## Problem to work on
Drop the pictures and repeat exactly from the "Could you please locate the deer muzzle" line down to the last line of the entries below.

## Input records
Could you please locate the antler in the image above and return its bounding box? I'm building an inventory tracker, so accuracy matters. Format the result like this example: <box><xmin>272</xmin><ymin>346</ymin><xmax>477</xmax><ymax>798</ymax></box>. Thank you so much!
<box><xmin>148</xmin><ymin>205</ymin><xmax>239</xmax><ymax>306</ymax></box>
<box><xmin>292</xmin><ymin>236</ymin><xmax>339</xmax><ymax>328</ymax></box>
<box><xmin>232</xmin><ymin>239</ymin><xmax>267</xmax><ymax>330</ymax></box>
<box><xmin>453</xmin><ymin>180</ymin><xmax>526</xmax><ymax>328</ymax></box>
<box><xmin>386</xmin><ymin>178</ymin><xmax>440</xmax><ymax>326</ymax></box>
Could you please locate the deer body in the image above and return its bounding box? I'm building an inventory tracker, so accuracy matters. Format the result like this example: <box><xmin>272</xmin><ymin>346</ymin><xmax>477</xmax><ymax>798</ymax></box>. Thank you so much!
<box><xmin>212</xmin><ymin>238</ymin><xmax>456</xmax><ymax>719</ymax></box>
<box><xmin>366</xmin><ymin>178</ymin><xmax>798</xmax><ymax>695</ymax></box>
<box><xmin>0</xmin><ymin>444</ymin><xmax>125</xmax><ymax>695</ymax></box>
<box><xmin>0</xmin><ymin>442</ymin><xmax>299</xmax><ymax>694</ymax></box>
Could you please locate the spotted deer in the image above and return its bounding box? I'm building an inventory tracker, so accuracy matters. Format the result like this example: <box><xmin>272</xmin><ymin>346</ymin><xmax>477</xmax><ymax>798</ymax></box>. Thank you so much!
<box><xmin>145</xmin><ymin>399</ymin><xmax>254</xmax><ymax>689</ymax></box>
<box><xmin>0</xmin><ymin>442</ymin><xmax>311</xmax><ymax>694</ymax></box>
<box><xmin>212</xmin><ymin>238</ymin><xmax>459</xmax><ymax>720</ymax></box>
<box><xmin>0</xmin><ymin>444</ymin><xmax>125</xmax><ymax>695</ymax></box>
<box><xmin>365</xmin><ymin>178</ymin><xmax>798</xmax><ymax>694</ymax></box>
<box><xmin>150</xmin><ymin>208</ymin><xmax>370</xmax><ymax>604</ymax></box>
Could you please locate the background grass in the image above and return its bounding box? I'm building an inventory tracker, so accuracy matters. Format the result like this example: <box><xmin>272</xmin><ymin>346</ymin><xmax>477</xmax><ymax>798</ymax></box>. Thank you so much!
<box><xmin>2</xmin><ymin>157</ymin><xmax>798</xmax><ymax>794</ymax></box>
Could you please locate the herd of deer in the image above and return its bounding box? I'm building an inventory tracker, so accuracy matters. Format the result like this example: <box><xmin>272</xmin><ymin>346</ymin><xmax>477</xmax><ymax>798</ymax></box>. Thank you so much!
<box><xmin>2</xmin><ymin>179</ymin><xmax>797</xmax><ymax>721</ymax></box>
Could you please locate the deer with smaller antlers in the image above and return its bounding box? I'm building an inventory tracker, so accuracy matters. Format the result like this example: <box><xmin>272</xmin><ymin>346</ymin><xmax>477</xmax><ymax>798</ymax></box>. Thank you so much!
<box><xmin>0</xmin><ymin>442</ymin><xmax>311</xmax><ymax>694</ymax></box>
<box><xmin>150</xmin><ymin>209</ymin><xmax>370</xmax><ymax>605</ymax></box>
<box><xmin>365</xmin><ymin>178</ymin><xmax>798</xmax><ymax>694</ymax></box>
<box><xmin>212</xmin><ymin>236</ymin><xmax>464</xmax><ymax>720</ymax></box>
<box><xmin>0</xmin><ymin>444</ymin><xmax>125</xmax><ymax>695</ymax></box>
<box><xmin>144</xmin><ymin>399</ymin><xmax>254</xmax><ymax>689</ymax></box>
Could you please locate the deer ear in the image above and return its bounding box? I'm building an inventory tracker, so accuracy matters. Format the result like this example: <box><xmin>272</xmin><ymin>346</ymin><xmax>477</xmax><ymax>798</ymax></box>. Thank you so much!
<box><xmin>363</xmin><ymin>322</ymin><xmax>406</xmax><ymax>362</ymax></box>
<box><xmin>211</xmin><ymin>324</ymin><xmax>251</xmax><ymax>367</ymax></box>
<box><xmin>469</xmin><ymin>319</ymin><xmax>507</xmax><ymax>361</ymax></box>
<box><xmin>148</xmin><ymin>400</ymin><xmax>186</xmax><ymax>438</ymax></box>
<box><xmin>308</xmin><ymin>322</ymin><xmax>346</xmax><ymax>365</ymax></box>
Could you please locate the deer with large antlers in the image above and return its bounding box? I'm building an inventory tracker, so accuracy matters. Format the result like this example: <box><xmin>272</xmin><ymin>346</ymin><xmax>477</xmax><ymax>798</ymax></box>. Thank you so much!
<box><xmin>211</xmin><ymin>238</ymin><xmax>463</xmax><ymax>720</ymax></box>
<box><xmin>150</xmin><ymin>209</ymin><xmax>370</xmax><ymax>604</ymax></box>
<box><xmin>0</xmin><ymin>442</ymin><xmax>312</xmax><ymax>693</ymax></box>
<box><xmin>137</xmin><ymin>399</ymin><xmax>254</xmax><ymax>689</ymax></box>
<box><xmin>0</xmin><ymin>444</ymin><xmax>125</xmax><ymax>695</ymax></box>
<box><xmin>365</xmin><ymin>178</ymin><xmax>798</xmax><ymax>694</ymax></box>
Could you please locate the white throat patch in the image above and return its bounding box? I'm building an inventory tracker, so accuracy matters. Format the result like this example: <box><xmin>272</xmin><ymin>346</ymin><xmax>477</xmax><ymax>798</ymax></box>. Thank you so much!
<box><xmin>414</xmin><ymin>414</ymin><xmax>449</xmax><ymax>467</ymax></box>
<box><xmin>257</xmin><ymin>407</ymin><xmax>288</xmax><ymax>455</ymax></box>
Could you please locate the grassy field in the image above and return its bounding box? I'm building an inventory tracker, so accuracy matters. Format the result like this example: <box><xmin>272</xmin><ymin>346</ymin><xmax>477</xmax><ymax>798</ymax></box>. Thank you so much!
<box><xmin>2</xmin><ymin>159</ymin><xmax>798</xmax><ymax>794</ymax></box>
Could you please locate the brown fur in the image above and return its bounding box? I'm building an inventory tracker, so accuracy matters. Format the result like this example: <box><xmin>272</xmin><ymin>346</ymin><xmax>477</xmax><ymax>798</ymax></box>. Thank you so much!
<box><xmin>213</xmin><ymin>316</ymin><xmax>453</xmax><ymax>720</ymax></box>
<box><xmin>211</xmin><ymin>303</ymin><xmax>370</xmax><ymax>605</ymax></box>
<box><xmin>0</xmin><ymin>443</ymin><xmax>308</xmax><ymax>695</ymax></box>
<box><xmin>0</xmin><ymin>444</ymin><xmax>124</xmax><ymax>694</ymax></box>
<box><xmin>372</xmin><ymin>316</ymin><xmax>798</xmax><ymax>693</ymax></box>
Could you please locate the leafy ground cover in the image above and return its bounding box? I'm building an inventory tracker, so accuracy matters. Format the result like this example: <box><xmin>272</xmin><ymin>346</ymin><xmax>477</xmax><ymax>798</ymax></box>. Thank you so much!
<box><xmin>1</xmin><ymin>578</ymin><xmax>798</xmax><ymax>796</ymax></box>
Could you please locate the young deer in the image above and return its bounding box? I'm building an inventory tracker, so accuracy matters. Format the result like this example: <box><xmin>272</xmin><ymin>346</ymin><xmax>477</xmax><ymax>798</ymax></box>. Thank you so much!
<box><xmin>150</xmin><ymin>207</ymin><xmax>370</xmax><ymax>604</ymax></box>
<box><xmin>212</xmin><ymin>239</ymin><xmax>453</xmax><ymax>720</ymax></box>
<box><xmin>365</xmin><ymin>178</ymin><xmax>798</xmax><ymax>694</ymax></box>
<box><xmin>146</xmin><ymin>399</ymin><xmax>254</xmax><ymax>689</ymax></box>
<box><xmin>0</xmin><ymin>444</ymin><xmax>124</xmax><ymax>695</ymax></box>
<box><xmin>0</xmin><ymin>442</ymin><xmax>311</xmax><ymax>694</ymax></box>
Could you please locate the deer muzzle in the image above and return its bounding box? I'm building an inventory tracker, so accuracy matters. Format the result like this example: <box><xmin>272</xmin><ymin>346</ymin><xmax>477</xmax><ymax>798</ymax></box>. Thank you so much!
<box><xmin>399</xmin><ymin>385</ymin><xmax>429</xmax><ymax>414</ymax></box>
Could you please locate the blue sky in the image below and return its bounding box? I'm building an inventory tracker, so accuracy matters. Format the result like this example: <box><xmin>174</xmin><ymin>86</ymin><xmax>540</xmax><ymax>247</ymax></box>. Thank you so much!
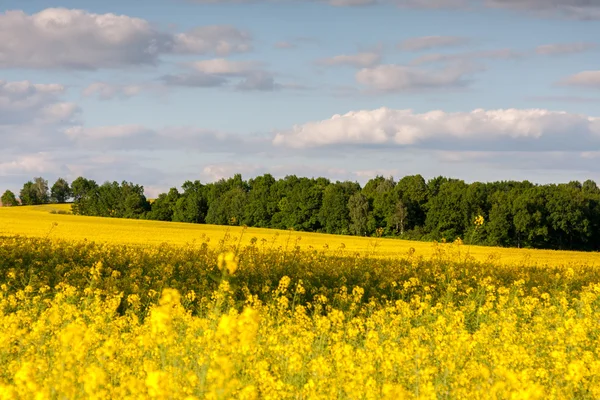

## Final answer
Could you please locate the deer muzzle in the image above and return its bounding box? I'm building an inventory tracker, so accuracy matters. Format the result like this example: <box><xmin>272</xmin><ymin>346</ymin><xmax>477</xmax><ymax>798</ymax></box>. Thank you so much!
<box><xmin>399</xmin><ymin>385</ymin><xmax>429</xmax><ymax>414</ymax></box>
Could you please locate the blue sky in the image below and return its bounding box? I'm building an inventory tracker, so accuracy matters. Format the result like this example: <box><xmin>174</xmin><ymin>86</ymin><xmax>540</xmax><ymax>247</ymax></box>. Thank you so much!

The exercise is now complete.